## Given instruction
Rewrite the data below, swapping every "integer pairs" for "coordinate pairs" and changing nothing else. Leave the pictures out of your output.

Data records:
***
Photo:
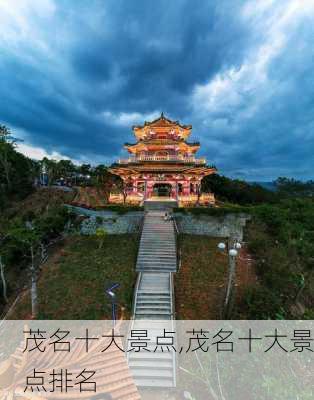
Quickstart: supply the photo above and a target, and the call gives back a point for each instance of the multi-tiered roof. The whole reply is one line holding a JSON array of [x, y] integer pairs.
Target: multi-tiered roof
[[162, 146]]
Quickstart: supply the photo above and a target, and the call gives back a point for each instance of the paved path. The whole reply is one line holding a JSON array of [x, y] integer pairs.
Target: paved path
[[156, 262]]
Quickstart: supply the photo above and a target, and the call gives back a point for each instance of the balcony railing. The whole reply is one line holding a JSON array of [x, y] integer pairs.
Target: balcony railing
[[185, 160]]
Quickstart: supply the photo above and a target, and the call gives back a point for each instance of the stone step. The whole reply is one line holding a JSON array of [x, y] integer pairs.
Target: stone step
[[152, 302], [156, 268]]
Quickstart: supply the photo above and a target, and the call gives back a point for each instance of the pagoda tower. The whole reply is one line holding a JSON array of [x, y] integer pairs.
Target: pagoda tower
***
## Solution
Photo:
Quickstart: supply the photo above and a target, and the call gives back a point for each instance of the multi-tiered roof. The whole reply is one line holding a JSON array of [x, y] coordinate pairs.
Target: multi-tiered roof
[[162, 146]]
Quickstart: supply the photo above and a target, and the call gives back a point for each instance of the paved path. The whole reply is one line holding a JSON array of [x, y] coordinate pairs.
Target: paved path
[[156, 262]]
Quickstart: supply the photo above and a target, and the call gives back a point for each instance of the balcony railing. The whole reply is one line holding a JSON array of [x, y] coordinate pairs.
Target: balcony railing
[[185, 160]]
Quickstart: supply the photo above and a target, and the call gives back a point for each instance of the stone step. The whole reply is one line holding a JSON array of [x, y] coordinate pairs.
Target: stone step
[[152, 302], [156, 268]]
Quickstart: supply the photo above and a target, and the call gives back a point for each instance of the pagoda tower. The whole reply is one line holding a JSON array of [x, y] coordinate pairs.
Target: pagoda tower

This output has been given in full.